# What this task involves
Output the data below in full, character for character.

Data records
==================================================

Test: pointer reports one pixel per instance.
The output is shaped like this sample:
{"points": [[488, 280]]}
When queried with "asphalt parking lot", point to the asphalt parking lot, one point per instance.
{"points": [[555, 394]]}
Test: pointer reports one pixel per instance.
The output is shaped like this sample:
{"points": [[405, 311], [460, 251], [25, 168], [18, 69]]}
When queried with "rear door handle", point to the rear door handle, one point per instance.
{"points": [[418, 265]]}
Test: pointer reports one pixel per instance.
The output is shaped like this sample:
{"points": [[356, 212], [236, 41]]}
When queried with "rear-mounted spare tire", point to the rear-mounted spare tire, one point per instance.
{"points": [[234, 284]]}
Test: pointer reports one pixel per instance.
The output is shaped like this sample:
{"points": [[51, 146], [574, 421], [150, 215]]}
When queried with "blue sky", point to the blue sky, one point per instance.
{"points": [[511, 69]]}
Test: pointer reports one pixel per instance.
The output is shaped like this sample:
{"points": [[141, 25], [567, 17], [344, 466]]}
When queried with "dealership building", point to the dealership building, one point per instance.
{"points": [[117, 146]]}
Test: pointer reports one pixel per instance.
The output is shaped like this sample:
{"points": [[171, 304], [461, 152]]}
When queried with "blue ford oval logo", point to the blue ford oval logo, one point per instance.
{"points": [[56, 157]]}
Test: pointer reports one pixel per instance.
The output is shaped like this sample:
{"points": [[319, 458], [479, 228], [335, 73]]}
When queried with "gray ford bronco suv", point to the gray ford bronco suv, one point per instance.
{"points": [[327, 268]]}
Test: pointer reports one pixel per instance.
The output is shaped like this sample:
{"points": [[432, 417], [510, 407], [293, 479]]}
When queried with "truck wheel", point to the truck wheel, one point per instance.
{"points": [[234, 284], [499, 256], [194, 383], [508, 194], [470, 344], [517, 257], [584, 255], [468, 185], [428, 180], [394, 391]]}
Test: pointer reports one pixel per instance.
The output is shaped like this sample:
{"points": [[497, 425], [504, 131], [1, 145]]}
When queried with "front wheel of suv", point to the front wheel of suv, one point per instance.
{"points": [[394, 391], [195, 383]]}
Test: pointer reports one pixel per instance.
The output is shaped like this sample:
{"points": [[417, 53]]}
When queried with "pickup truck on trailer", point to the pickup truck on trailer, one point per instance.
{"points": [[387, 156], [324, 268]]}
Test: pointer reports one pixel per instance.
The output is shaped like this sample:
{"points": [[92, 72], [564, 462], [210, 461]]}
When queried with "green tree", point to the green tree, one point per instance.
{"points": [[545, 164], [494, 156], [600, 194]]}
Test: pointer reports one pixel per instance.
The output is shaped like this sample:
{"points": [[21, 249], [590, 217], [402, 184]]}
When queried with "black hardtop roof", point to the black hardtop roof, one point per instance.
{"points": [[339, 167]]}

==================================================

# Task output
Test: pointer reports one pixel per instance.
The output is shaped like this sample:
{"points": [[488, 280]]}
When queried with "asphalt parking lot", point to the asphalt parking lot, one point per instance.
{"points": [[555, 394]]}
Test: pointer reports one pixel per instance.
The output is shaped like this sample:
{"points": [[405, 311], [460, 251], [25, 168], [18, 69]]}
When queried with "rear door handle", point to the rear door handle, one point per instance.
{"points": [[418, 265]]}
Test: pointer reports one pixel per instance.
The output is shaped like this sample:
{"points": [[356, 212], [236, 41]]}
When queried with "rear-mounted spare tire", point to the rear-mounted spare tire, one point per instance.
{"points": [[234, 284]]}
Test: pointer reports one pixel per instance.
The output is shaped like this sample:
{"points": [[51, 146], [574, 421], [150, 215]]}
When queried with "blue sky", point to the blue sky, one point per instance.
{"points": [[511, 69]]}
Test: pointer reports one pixel per instance.
The output is shaped like this sample:
{"points": [[141, 25], [567, 17], [344, 466]]}
When queried with "dealership building", point to the dealership building, one point per instance.
{"points": [[117, 146]]}
Test: pointer reports one pixel per instance.
The output is shaped like this sample:
{"points": [[171, 304], [461, 152]]}
When queried with "blue ford oval logo", point to the blue ford oval logo, one point per instance.
{"points": [[56, 157]]}
Test: pointer reports one pixel per instance.
The output is shaped like this sample:
{"points": [[319, 458], [479, 228], [335, 73]]}
When queried with "gray ford bronco suv", point to the gray ford bronco suv, one point per instance.
{"points": [[327, 268]]}
Test: pointer reports one pixel per instance.
The output is shaped like this sample:
{"points": [[432, 417], [510, 407], [293, 479]]}
When queried with "truck wheel", point to the truck wheel, one point per instance.
{"points": [[234, 284], [499, 256], [194, 383], [508, 194], [470, 344], [517, 257], [584, 255], [468, 185], [428, 180], [394, 391]]}
Test: pointer reports one pixel per instance.
The output is shaped like this sample:
{"points": [[497, 425], [504, 131], [1, 145]]}
When queried with "front wheel of suv", point to the front wheel of suv, one point per instance.
{"points": [[394, 391], [195, 383]]}
Test: pointer reports one pixel per instance.
The output is shaped like this sample:
{"points": [[417, 53]]}
When queried with "pickup truck on trailer", point to the pickup truck on trailer, one point per instance.
{"points": [[387, 156], [324, 268]]}
Test: pointer reports one pixel per instance.
The output is shaped like this sample:
{"points": [[92, 72], [564, 462], [210, 461]]}
When queried with "green tree", point to the green tree, one point per instance.
{"points": [[545, 164], [494, 156], [600, 194]]}
Test: pointer reports one pixel per instance.
The output is shaped like this sample:
{"points": [[21, 249], [590, 217], [402, 184]]}
When queried with "black hardtop roof", point to the black hardtop roof, one point per instance.
{"points": [[339, 167]]}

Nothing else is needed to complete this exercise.